■ Brief ■
Please count the lines in the material below that contain the string "coordinates" and give only that number.

■ Exercise material ■
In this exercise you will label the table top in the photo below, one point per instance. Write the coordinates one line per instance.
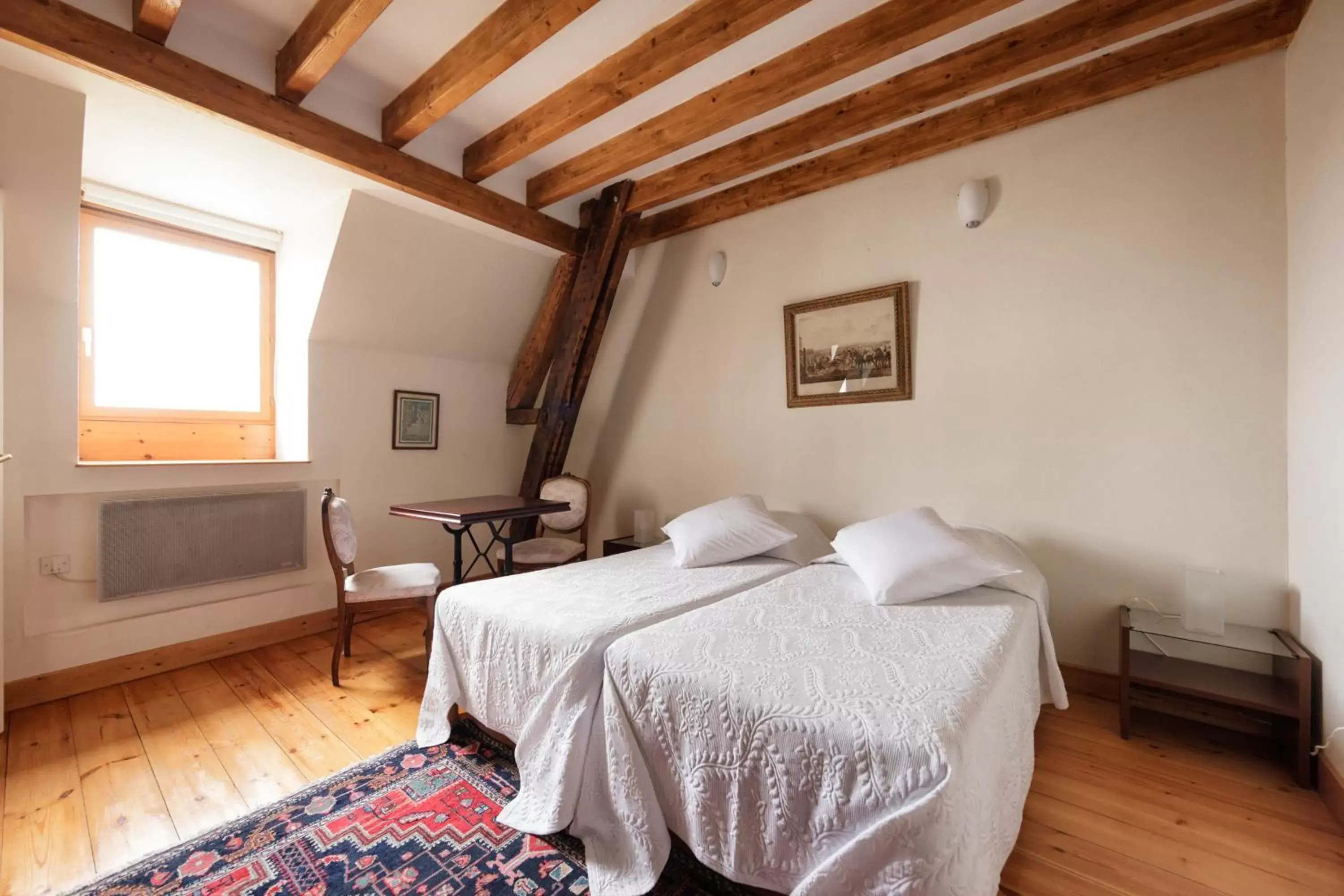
--
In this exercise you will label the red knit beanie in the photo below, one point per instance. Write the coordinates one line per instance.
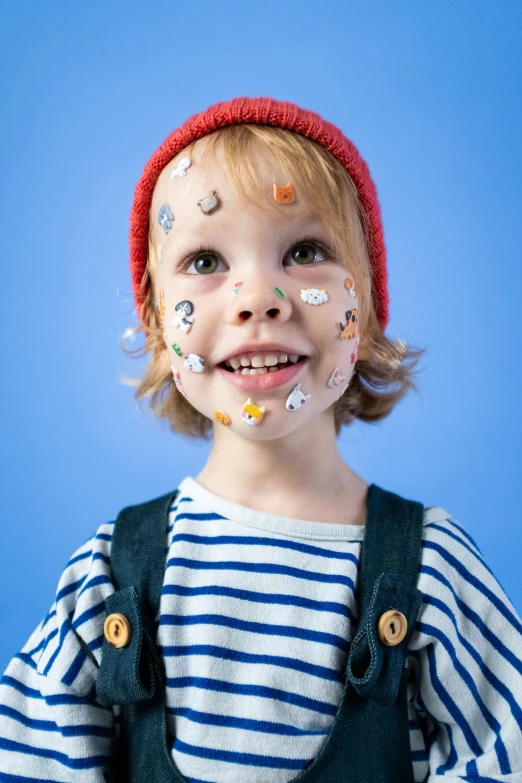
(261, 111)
...
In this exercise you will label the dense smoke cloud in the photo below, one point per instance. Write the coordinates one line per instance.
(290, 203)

■ Task response ■
3